__Tasks for this exercise__.
• a. From the forum thread about old digital cameras, extract the stretch from "That original 1D" through "detailed specs on.".
• b. Rewrite the paragraph of the forum thread on old digital cameras that begins "It is basically a APS-C back" as a short bulleted list that keeps its main facts.

--- Start of Given text ---

Every day is throwback thursday for me, with my 1D mark II from 2004 - the only camera I own! (I realize the OP is talking about the original 4mpx 1D)

8 megapixels @ 8.3 fps
Many of the technical aspects (besides dynamic range and resolution) of the sensor have it competing closely with the 80D, and beating the original 7D!

Just check out the comparison here:
https://www.dxomark.com/Cameras/Compare/Side-by-side/Canon-EOS-80D-versus-Canon-EOS-7D-versus-Canon-EOS-1D-Mark-II___1076_619_431
Jump to the measurements tab and check the results. The dynamic range tab is the only place where the 1D mark II falls short of both cameras by quite a lot. Otherwise, it beats the 7D and comes close to the 80D.

That original 1D must also have some similar characteristics! Unfortunately, it is not in the DXOmark database, but we can hardly expect it to be. - So, lacking DXOmark lab tests for the original 1D, I guess the 1D mark II is the closest thing that we can see detailed specs on.


----------



## Mt Spokane Photography (Sep 21, 2017)

A even further throwback camera is the $30,000+ 1995 *6mp* Kodak DCS 460 which I happened to find locally for $100 a few years back.

It is basically a APS-C back for a Nikon N90 and used type III PC cards (those large ones with a hard drive inside) The camera output .tiff files in a older format, but Lightroom still processes them just fine. Colors are not quiet right, I don't know if its lightroom, or the sensor changing, the colors can be adjusted.

DCS 460 Camera Specifications 
Image storage on removable PC cards, Type III; 42 images per 260 MB
12 bits/color
Normal operation for camera exposure with all metering modes available
18.4 x 27.6-mm imager magnifies focal length only 1.3X
SCSI interface with host
DCS 460 Color: ISO 80
DCS 460 Mono: ISO 160
Continuous-frame capture rate of approximately 12 seconds/image
250 images per battery charge, with 1 hour to recharge
AC adapter/charger power requirements: 50/60 Hz, 100, 120, 220, 240 V AC
Approximate size: 6.7 in. W x 4.5 in. D x 8.2 in. H (170 mm x 114 mm x 208 mm)
Weight (without lens): 3.75 lbs. (1.70 kg)
Certified FCC Class B, UL, CSA, TUV


----------



## Camerajah (Sep 21, 2017)

My nickname for that camera was the monster, it was my main PR camera have used it on more commercial shoots than I can remember,Did a shoot for small brochure for a client only to have the client said that they needed a life size print.
I uprezed the file to 12 megapixel when I saw the final print I was speechless and all was happy.

I then added the 1DsII to complete my 2 camera kit.


----------



## tomscott (Sep 21, 2017)

Interesting perspective.

My opinion is that these cameras are nothing but antiques to put on the shelf. There are very few application where these cameras are useful now a days. They are more a hinderance than a help. Nice to look back on to reminisce.

--- End of Given text ---
--- Start of Given entries ---

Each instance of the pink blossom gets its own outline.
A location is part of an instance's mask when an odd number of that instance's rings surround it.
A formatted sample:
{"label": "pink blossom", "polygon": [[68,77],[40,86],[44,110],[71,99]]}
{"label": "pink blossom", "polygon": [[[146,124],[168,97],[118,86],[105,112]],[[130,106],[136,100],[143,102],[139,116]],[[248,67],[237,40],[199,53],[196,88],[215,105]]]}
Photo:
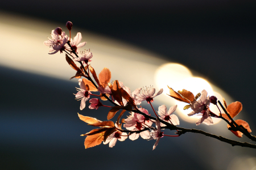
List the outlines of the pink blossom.
{"label": "pink blossom", "polygon": [[85,108],[85,101],[90,98],[90,94],[92,93],[87,91],[85,88],[84,83],[82,83],[81,79],[79,79],[79,84],[80,88],[76,88],[78,92],[75,95],[76,99],[77,100],[81,100],[80,110],[82,110]]}
{"label": "pink blossom", "polygon": [[[143,108],[139,109],[142,112],[148,114],[147,110]],[[150,127],[152,125],[152,122],[149,119],[145,118],[145,117],[141,114],[137,113],[131,113],[131,115],[127,118],[125,120],[125,124],[123,127],[127,130],[131,131],[138,131],[144,129],[144,127]],[[148,139],[150,137],[150,133],[148,130],[144,130],[139,133],[133,133],[129,135],[129,139],[134,141],[141,137],[144,139]]]}
{"label": "pink blossom", "polygon": [[155,88],[150,86],[146,87],[146,90],[143,90],[142,92],[135,95],[135,99],[138,101],[142,101],[146,100],[149,104],[150,102],[153,102],[153,98],[163,92],[163,88],[161,88],[157,94],[155,94]]}
{"label": "pink blossom", "polygon": [[[76,52],[76,53],[78,53],[78,49],[83,47],[86,44],[86,42],[81,42],[81,40],[82,40],[82,34],[80,32],[77,32],[76,36],[74,37],[74,40],[72,39],[70,40],[70,45]],[[71,48],[68,46],[66,46],[67,49],[69,50],[71,50]]]}
{"label": "pink blossom", "polygon": [[81,53],[81,55],[78,55],[79,57],[73,57],[74,61],[84,61],[86,63],[88,62],[92,61],[90,58],[93,57],[93,54],[90,52],[83,52]]}
{"label": "pink blossom", "polygon": [[[131,97],[131,98],[134,101],[135,104],[136,104],[136,105],[141,104],[141,101],[137,101],[135,99],[135,96],[140,93],[142,88],[138,88],[135,91],[134,91],[133,92],[133,93],[131,93],[131,90],[130,90],[130,88],[123,86],[123,82],[119,82],[119,86],[120,86],[120,87],[122,88],[124,90],[125,90],[127,92],[128,94],[129,94],[129,95]],[[122,100],[123,100],[123,105],[126,105],[127,103],[127,100],[125,100],[123,97],[122,98]],[[118,103],[117,101],[115,102],[115,103],[116,103],[117,104]]]}
{"label": "pink blossom", "polygon": [[207,92],[205,90],[203,90],[201,94],[201,95],[199,101],[193,101],[191,103],[190,106],[193,111],[188,114],[188,116],[191,116],[197,113],[203,116],[201,118],[196,122],[197,125],[201,124],[202,122],[207,125],[213,124],[212,119],[209,116],[209,105],[210,105],[210,97],[209,96],[207,96]]}
{"label": "pink blossom", "polygon": [[160,122],[158,119],[155,120],[155,125],[157,129],[152,130],[150,133],[151,138],[154,139],[156,139],[156,141],[155,142],[155,144],[154,144],[153,146],[153,150],[155,148],[156,146],[158,146],[160,139],[164,137],[163,131],[161,131],[161,126],[160,125]]}
{"label": "pink blossom", "polygon": [[99,107],[102,106],[102,104],[100,101],[98,99],[92,99],[89,102],[90,103],[90,105],[89,106],[89,108],[90,109],[97,109]]}
{"label": "pink blossom", "polygon": [[60,30],[57,28],[52,30],[52,33],[51,33],[52,39],[50,39],[48,38],[49,40],[44,42],[44,45],[50,47],[49,52],[51,53],[49,53],[49,54],[55,54],[59,51],[60,51],[60,53],[62,53],[62,51],[65,48],[65,45],[68,41],[68,36],[65,35],[65,32],[62,32],[61,33],[61,35],[60,35],[57,32],[56,29],[59,32]]}
{"label": "pink blossom", "polygon": [[101,94],[111,94],[112,93],[109,86],[106,86],[105,88],[99,86],[98,87],[98,90]]}
{"label": "pink blossom", "polygon": [[[159,118],[167,122],[171,122],[174,125],[178,125],[180,121],[177,116],[171,114],[177,108],[177,105],[170,108],[167,112],[167,108],[165,105],[162,105],[158,108],[158,113],[160,116]],[[164,126],[161,123],[161,126]]]}
{"label": "pink blossom", "polygon": [[[115,127],[119,129],[119,127],[117,125],[117,124],[115,124]],[[127,139],[127,133],[117,130],[110,134],[106,139],[106,141],[103,142],[103,144],[106,144],[109,143],[109,147],[113,147],[115,145],[117,140],[119,141],[124,141]]]}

--- End of Given entries ---

__Solutions below__.
• a.
That original 1D must also have some similar characteristics! Unfortunately, it is not in the DXOmark database, but we can hardly expect it to be. - So, lacking DXOmark lab tests for the original 1D, I guess the 1D mark II is the closest thing that we can see detailed specs on.

• b.
- The camera is basically an APS-C back for a Nikon N90.
- It uses Type III PC cards, the large ones with a hard drive inside.
- It outputs .tiff files in an older format, which Lightroom still processes fine.
- Its colors are not quite right, possibly because of Lightroom or a change in the sensor, but they can be adjusted.